Which lines in the records contain the word "wooden", with case counting? Find and copy every one of them.

> Stored records
____________
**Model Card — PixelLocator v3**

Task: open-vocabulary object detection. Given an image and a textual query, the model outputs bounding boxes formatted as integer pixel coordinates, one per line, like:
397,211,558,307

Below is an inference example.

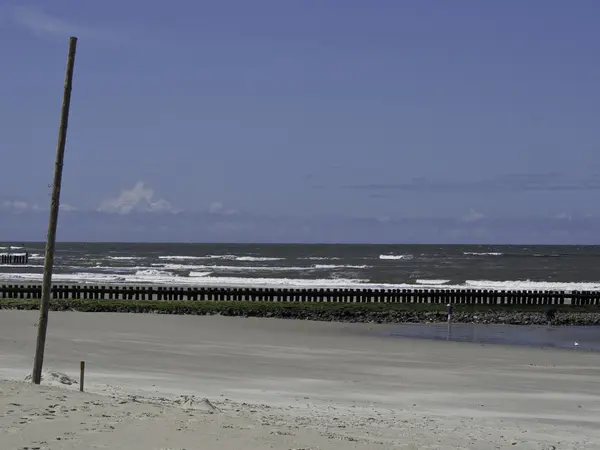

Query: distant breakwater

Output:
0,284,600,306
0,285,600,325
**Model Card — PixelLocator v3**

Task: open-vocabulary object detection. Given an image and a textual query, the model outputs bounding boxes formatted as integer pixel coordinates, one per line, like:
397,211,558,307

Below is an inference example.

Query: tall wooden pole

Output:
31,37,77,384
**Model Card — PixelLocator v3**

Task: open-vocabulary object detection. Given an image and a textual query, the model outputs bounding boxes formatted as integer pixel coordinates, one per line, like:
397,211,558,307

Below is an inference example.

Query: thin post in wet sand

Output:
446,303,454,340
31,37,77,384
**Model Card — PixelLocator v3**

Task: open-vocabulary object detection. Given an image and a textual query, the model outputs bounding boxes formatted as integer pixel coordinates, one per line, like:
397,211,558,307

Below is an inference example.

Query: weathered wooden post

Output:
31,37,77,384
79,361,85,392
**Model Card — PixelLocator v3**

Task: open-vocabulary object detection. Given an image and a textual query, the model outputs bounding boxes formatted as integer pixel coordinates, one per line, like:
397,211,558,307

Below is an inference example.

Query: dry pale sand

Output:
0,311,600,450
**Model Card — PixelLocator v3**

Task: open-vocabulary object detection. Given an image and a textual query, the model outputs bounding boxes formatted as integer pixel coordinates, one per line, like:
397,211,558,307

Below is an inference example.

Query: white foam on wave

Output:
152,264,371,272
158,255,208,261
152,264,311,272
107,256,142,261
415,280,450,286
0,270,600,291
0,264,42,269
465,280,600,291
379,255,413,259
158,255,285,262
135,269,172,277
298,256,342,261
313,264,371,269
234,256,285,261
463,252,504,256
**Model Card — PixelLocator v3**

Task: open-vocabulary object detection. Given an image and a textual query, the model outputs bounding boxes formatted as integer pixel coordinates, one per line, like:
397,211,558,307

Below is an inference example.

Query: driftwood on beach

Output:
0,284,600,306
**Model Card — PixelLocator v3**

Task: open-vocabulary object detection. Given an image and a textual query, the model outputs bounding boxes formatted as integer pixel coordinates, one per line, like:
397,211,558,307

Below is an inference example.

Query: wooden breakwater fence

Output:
____________
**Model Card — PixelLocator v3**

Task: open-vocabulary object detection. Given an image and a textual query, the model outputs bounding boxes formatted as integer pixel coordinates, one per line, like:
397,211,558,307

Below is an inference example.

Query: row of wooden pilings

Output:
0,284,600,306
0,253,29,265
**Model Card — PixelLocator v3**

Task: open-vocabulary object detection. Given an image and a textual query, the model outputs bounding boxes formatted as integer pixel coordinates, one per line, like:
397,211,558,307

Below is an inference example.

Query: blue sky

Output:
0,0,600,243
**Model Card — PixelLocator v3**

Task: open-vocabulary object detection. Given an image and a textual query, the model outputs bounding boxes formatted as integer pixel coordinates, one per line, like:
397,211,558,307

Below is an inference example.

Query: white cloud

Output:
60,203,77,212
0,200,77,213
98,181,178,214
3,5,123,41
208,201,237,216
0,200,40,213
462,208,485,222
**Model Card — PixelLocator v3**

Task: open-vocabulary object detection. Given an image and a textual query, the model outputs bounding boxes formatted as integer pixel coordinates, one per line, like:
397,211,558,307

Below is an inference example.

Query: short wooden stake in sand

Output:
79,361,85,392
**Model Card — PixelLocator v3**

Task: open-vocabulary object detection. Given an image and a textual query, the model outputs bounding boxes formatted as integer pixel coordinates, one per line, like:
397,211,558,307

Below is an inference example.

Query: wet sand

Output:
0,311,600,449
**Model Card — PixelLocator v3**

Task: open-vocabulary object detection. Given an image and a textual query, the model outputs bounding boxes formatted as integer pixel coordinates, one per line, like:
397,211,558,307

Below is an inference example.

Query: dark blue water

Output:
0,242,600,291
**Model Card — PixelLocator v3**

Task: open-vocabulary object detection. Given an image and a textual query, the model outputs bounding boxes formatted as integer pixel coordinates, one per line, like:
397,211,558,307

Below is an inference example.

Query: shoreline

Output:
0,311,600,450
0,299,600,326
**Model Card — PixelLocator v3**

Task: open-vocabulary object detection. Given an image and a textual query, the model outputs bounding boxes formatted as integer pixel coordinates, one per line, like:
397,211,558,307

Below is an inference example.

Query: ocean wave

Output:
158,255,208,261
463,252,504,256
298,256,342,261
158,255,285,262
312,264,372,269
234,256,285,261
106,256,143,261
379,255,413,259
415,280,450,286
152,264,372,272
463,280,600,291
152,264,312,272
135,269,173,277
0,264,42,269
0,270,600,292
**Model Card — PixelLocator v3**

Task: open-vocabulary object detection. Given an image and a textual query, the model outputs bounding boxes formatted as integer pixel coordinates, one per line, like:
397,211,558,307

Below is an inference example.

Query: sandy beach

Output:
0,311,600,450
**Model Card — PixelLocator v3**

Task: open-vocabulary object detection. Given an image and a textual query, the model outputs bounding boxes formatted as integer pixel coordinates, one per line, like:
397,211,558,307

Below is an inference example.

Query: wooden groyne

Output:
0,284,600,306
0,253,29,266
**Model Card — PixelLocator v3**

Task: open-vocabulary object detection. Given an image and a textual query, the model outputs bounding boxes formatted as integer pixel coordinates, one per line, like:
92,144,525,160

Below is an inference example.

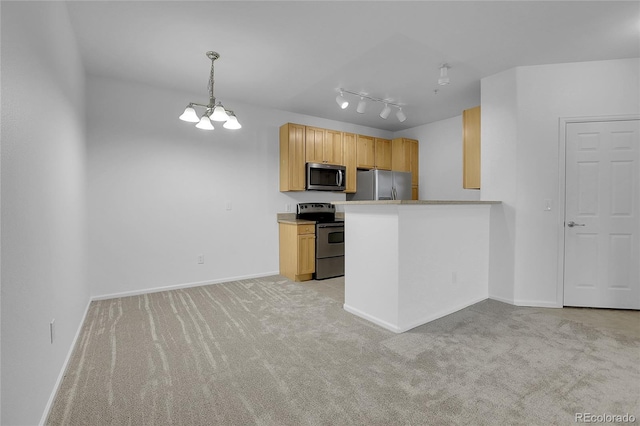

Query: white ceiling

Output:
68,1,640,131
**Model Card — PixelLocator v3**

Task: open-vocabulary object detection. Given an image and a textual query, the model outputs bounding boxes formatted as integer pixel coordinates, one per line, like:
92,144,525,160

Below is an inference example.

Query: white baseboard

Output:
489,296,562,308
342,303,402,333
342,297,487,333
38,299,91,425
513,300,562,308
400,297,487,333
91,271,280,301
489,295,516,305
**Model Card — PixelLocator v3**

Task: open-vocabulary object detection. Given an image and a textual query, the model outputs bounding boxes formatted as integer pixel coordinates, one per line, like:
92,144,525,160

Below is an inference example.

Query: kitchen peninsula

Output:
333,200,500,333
____________
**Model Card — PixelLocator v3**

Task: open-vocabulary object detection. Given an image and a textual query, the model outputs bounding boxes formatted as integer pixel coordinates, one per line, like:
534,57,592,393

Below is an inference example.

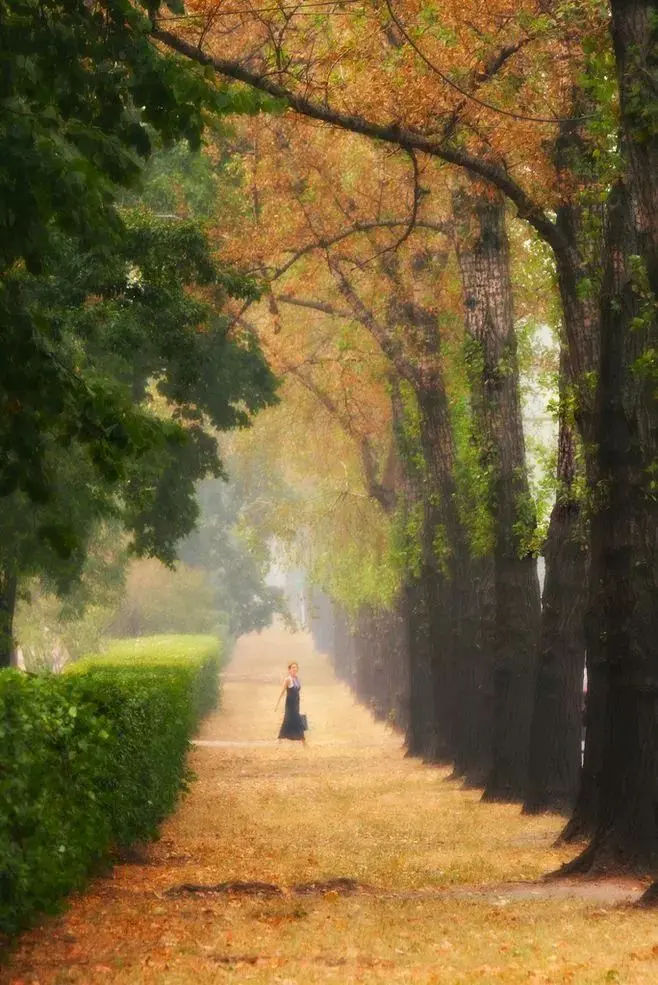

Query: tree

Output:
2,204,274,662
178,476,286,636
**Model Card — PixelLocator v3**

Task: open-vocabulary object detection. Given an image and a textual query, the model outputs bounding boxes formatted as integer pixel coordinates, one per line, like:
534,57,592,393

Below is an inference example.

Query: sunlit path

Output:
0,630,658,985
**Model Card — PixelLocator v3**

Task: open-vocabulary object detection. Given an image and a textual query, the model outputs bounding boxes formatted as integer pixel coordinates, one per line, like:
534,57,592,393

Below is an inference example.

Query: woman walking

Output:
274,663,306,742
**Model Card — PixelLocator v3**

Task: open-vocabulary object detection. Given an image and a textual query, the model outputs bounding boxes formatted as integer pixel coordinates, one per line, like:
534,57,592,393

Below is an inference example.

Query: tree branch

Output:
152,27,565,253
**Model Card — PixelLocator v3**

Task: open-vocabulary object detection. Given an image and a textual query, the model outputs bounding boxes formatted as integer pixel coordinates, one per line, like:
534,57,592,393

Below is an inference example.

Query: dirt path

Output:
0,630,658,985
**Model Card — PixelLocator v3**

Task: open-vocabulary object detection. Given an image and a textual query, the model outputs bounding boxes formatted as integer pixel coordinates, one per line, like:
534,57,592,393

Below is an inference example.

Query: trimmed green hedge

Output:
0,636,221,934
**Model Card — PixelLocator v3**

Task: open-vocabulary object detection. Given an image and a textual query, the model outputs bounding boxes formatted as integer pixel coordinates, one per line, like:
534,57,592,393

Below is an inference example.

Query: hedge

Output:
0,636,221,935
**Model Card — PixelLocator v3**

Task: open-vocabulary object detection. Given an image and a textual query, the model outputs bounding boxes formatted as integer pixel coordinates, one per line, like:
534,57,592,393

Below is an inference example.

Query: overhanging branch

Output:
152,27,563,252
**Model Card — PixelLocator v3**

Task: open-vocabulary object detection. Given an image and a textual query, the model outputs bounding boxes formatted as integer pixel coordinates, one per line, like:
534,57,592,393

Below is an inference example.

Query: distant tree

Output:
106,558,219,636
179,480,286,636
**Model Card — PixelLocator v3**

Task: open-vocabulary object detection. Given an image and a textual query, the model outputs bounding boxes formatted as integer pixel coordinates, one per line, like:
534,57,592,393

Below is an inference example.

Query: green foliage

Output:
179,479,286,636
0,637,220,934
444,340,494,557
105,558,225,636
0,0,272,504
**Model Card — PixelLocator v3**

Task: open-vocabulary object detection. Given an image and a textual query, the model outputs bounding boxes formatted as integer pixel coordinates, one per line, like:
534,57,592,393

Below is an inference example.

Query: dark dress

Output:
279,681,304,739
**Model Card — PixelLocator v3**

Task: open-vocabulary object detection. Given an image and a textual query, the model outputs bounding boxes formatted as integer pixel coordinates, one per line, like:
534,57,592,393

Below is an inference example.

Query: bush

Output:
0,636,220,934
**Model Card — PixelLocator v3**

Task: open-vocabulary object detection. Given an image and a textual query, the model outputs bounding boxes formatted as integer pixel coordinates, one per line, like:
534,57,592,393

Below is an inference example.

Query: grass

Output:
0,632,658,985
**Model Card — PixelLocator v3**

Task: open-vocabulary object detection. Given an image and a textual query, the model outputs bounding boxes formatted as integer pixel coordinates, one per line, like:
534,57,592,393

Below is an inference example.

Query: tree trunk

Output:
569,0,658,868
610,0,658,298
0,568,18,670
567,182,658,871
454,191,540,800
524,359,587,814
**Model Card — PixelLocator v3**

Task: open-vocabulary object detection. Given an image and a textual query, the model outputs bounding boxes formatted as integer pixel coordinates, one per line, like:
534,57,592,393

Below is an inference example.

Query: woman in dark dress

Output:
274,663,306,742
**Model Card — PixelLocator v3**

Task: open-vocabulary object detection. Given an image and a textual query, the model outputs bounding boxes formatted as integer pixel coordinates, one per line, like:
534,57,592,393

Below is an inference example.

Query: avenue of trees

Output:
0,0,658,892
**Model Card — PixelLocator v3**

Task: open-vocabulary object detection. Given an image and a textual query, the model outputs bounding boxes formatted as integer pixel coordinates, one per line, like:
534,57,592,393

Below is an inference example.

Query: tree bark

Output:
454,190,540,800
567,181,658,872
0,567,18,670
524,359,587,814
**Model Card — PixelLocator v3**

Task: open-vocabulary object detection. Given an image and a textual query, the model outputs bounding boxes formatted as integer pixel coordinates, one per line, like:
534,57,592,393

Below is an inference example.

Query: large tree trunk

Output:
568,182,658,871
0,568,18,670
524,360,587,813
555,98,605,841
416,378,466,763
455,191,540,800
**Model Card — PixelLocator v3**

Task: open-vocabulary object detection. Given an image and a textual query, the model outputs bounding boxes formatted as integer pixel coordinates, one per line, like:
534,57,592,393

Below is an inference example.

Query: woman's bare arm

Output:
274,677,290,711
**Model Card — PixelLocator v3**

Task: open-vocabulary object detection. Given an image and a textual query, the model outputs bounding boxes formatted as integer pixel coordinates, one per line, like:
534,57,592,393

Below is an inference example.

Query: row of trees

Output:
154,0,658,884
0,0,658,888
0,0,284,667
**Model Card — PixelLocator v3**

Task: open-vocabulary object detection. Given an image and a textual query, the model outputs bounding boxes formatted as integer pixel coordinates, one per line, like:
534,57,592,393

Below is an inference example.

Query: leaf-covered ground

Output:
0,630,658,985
____________
> The response
Query: tall wooden pole
Query: weathered wooden post
Query: wooden breakwater fence
Query: row of wooden pilings
Query: short wooden stake in sand
Query: wooden groyne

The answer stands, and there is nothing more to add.